§ SUPPLIED MATERIAL:
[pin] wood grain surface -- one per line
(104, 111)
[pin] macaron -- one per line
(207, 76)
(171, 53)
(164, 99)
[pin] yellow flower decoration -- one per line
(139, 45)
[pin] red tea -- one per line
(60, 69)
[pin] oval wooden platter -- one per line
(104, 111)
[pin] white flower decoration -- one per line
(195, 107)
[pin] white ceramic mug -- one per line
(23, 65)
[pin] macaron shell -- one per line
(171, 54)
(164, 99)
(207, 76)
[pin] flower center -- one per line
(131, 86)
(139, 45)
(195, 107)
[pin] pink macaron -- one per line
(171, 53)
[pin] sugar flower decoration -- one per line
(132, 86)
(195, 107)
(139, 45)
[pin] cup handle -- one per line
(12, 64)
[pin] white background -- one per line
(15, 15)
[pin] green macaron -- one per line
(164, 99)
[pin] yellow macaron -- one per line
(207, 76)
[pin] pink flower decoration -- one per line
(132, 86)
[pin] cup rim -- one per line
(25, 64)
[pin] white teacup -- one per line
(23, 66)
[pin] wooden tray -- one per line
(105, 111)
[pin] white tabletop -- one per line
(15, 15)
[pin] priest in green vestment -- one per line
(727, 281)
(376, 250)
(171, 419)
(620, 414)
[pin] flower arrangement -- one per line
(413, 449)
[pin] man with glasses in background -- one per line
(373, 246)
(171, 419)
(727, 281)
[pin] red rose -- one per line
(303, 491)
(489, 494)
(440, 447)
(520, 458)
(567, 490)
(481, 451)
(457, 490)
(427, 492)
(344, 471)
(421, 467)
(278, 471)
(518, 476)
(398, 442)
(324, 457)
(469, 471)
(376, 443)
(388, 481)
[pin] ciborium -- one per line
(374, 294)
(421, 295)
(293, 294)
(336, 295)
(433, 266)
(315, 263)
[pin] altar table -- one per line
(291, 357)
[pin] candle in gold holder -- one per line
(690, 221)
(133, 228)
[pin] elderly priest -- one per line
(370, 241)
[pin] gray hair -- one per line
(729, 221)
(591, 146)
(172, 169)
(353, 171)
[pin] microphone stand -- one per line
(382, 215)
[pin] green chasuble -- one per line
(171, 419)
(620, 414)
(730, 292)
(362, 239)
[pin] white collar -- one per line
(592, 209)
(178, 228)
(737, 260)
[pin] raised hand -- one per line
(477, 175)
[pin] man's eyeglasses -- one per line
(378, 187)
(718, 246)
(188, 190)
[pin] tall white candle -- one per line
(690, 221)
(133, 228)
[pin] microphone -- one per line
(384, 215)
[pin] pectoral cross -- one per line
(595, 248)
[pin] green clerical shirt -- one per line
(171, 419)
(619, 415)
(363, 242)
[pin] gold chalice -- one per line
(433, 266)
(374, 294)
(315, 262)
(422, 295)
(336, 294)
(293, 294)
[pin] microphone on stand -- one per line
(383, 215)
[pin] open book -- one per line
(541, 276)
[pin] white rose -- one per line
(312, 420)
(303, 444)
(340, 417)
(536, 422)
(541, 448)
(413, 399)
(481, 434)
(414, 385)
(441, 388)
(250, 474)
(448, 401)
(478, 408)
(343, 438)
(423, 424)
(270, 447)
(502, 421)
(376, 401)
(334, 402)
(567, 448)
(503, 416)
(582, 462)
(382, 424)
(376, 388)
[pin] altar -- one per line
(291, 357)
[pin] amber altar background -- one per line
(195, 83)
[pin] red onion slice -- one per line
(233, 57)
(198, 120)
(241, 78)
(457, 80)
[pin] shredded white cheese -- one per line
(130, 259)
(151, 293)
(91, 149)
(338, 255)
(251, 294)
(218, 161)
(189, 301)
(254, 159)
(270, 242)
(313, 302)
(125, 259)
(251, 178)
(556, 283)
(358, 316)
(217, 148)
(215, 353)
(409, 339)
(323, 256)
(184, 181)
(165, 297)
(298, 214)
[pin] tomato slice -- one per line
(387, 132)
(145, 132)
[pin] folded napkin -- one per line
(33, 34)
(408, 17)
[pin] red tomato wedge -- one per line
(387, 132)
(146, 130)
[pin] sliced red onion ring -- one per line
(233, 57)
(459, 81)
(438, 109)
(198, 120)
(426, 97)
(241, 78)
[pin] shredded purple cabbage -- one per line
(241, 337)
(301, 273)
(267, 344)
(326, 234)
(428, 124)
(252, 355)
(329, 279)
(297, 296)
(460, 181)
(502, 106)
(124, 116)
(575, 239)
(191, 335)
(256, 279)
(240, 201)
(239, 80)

§ YOUR OBJECTIVE: Rewrite the listing above, switching every "one per line" to "one point per line" and leaving everything else unchanged.

§ EXERCISE OUTPUT:
[pin] wood grain surface -- one point per line
(104, 111)
[pin] macaron -- one point per line
(207, 76)
(171, 53)
(164, 99)
[pin] yellow flower decoration -- one point per line
(139, 45)
[pin] red tea -- one point per line
(60, 69)
[pin] oval wooden platter -- one point per line
(104, 111)
[pin] white flower decoration -- one point per line
(195, 107)
[pin] white ceramic mug -- one point per line
(23, 65)
[pin] macaron shell -- one point per line
(171, 54)
(164, 99)
(207, 76)
[pin] flower center -- one point per line
(131, 86)
(139, 45)
(195, 107)
[pin] pink macaron -- one point per line
(171, 53)
[pin] sugar flower decoration -- one point per line
(132, 86)
(195, 107)
(139, 45)
[pin] cup handle -- one point per line
(12, 64)
[pin] white background -- one point per line
(15, 15)
[pin] green macaron -- one point per line
(164, 99)
[pin] yellow macaron -- one point per line
(207, 76)
[pin] pink flower decoration -- one point per line
(132, 86)
[pin] cup rim -- one point per line
(25, 64)
[pin] white teacup -- one point per line
(23, 66)
[pin] wooden tray -- one point per line
(105, 111)
[pin] white tabletop -- one point per line
(15, 15)
[pin] priest in green vestment -- one point per line
(727, 281)
(376, 250)
(171, 419)
(620, 414)
[pin] flower arrangement -- one point per line
(413, 449)
[pin] man with glasses in background -- one point per line
(373, 246)
(171, 419)
(727, 281)
[pin] red rose -- one point per line
(303, 491)
(489, 494)
(440, 447)
(520, 458)
(567, 490)
(481, 451)
(457, 490)
(427, 492)
(344, 471)
(421, 467)
(278, 471)
(518, 476)
(398, 442)
(324, 457)
(469, 471)
(376, 443)
(388, 481)
[pin] ciborium -- one point per line
(374, 294)
(421, 295)
(293, 294)
(336, 295)
(433, 266)
(315, 263)
[pin] altar table -- one point per line
(291, 357)
[pin] candle in gold holder -- one point per line
(690, 221)
(133, 228)
[pin] elderly priest -- one point per line
(370, 241)
[pin] gray hair -- one point per line
(729, 221)
(591, 146)
(172, 169)
(353, 171)
[pin] microphone stand -- one point per line
(382, 215)
[pin] green chasuble -- one point per line
(171, 419)
(620, 414)
(730, 292)
(362, 239)
[pin] white collar -- one point per line
(592, 209)
(178, 228)
(737, 260)
[pin] raised hand -- one point per line
(477, 175)
[pin] man's eyeglasses -- one point per line
(378, 187)
(718, 246)
(188, 190)
[pin] tall white candle -- one point per line
(690, 221)
(133, 228)
[pin] microphone -- one point per line
(384, 215)
[pin] pectoral cross -- one point per line
(595, 248)
[pin] green clerical shirt -- one point per line
(171, 419)
(619, 415)
(363, 242)
[pin] gold chalice -- one point per line
(433, 266)
(374, 294)
(315, 262)
(422, 295)
(336, 294)
(293, 294)
[pin] microphone on stand -- one point per line
(383, 215)
[pin] open book -- one point per line
(541, 276)
[pin] white rose -- one point per line
(312, 420)
(303, 444)
(340, 417)
(536, 422)
(541, 448)
(413, 399)
(481, 434)
(414, 385)
(441, 388)
(250, 474)
(448, 401)
(478, 408)
(343, 438)
(423, 424)
(270, 447)
(502, 421)
(376, 401)
(334, 402)
(567, 448)
(503, 416)
(582, 462)
(382, 424)
(376, 388)
[pin] altar -- one point per line
(291, 357)
[pin] amber altar background -- one point per line
(195, 83)
[pin] red onion slice -- one point per line
(233, 57)
(198, 120)
(241, 78)
(457, 80)
[pin] shredded white cheese -- one point per line
(130, 259)
(151, 293)
(91, 149)
(338, 255)
(251, 294)
(218, 161)
(189, 301)
(254, 159)
(270, 242)
(313, 302)
(125, 259)
(251, 178)
(556, 283)
(358, 316)
(217, 148)
(215, 353)
(409, 339)
(323, 256)
(184, 181)
(165, 297)
(298, 214)
[pin] tomato slice -- one point per line
(387, 132)
(145, 132)
[pin] folded napkin -- one point per line
(33, 34)
(408, 17)
[pin] red tomato wedge -- one point per line
(387, 132)
(146, 130)
[pin] sliced red onion ring -- one point per line
(233, 57)
(459, 81)
(438, 109)
(198, 120)
(426, 97)
(241, 78)
[pin] shredded purple cabbage -- one point per line
(241, 337)
(301, 273)
(267, 344)
(326, 234)
(428, 124)
(252, 355)
(329, 279)
(297, 296)
(460, 181)
(502, 106)
(124, 116)
(575, 239)
(191, 335)
(256, 279)
(240, 201)
(239, 80)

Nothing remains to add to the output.